*Requirement*.
Gather every line in the rows below that contains the word "meat", and note that case counts.

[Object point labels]
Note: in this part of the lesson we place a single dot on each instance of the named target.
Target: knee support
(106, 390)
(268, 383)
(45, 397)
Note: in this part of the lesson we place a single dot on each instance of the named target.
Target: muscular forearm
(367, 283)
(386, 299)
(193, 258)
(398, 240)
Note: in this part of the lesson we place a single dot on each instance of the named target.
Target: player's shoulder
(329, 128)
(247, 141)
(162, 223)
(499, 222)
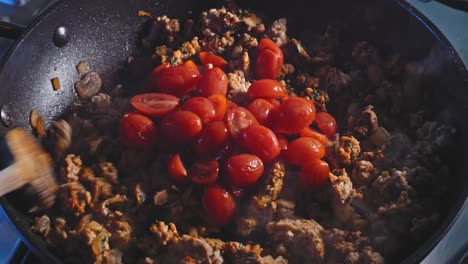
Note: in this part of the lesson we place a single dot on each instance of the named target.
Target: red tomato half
(238, 118)
(262, 110)
(219, 205)
(204, 172)
(220, 104)
(212, 139)
(314, 174)
(266, 43)
(217, 61)
(293, 115)
(266, 88)
(180, 127)
(326, 123)
(301, 150)
(154, 104)
(202, 107)
(176, 80)
(176, 169)
(261, 141)
(244, 169)
(137, 131)
(214, 81)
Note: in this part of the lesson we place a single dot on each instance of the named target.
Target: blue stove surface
(453, 248)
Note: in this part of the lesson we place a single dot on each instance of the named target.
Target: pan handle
(10, 30)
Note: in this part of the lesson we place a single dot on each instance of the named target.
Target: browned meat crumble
(117, 206)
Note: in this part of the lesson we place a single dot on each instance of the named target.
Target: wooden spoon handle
(10, 179)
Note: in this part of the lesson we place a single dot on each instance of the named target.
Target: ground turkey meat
(190, 249)
(72, 168)
(349, 247)
(343, 151)
(362, 173)
(300, 241)
(364, 123)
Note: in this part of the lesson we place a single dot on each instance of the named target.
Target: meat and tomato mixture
(245, 145)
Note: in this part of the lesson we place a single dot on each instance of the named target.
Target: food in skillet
(246, 145)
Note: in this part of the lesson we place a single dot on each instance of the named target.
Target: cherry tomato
(310, 132)
(212, 139)
(154, 104)
(266, 43)
(326, 123)
(214, 81)
(202, 107)
(230, 104)
(176, 80)
(244, 169)
(268, 65)
(314, 174)
(238, 118)
(293, 115)
(301, 150)
(177, 170)
(204, 172)
(138, 131)
(219, 205)
(262, 110)
(220, 104)
(261, 141)
(161, 67)
(266, 88)
(191, 64)
(180, 127)
(282, 142)
(217, 61)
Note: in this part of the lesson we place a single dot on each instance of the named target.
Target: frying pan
(105, 33)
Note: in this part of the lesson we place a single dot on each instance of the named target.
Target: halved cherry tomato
(310, 132)
(293, 115)
(154, 104)
(214, 81)
(244, 169)
(219, 205)
(202, 107)
(262, 110)
(191, 64)
(261, 141)
(138, 131)
(326, 123)
(180, 127)
(204, 172)
(176, 80)
(237, 119)
(301, 150)
(314, 174)
(220, 104)
(217, 61)
(176, 169)
(212, 139)
(266, 88)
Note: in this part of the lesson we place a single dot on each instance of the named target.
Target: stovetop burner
(453, 248)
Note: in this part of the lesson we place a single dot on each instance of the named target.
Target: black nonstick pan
(105, 33)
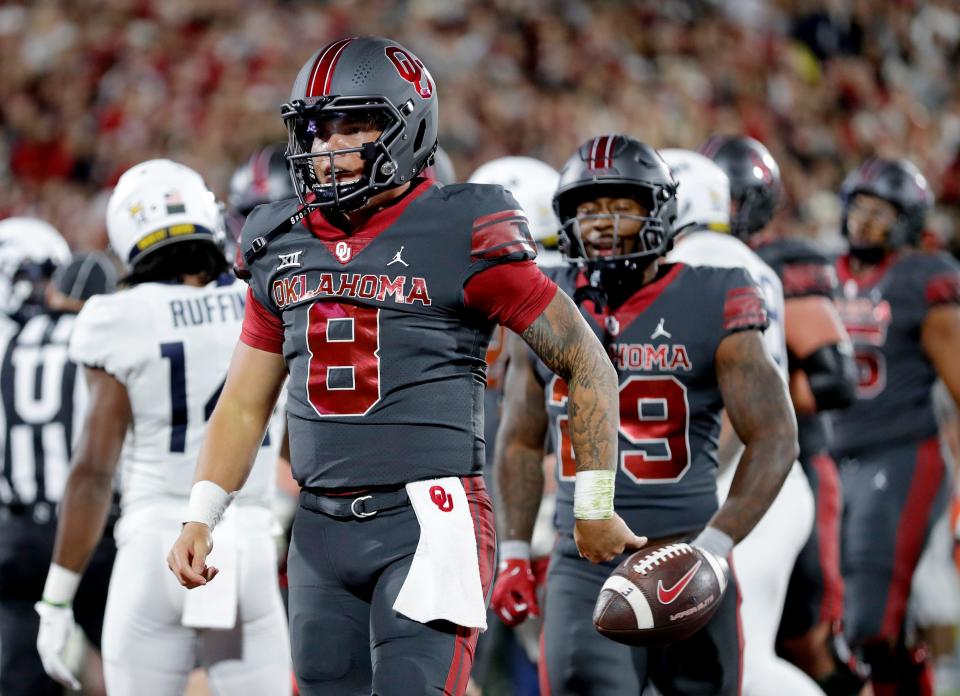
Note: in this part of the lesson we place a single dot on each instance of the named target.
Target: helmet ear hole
(421, 133)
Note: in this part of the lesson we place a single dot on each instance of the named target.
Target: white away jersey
(170, 345)
(705, 248)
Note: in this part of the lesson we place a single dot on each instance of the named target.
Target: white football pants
(146, 649)
(763, 563)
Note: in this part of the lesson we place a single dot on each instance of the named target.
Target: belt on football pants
(356, 507)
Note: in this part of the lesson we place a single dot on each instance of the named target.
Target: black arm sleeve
(832, 374)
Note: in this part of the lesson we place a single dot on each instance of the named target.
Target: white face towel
(214, 605)
(444, 578)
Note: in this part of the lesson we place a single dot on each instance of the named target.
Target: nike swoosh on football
(668, 596)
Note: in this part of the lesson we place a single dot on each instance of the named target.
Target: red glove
(515, 592)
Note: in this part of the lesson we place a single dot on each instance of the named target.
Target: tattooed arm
(562, 339)
(518, 459)
(757, 402)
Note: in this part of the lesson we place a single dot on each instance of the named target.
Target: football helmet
(158, 203)
(754, 181)
(371, 77)
(30, 251)
(899, 182)
(532, 183)
(703, 191)
(441, 168)
(617, 166)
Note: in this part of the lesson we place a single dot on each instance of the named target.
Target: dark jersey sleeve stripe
(943, 288)
(744, 309)
(512, 294)
(262, 329)
(501, 234)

*Output of the exercise*.
Target: browned meat crumble
Target: ground turkey meat
Target: meat and tomato mixture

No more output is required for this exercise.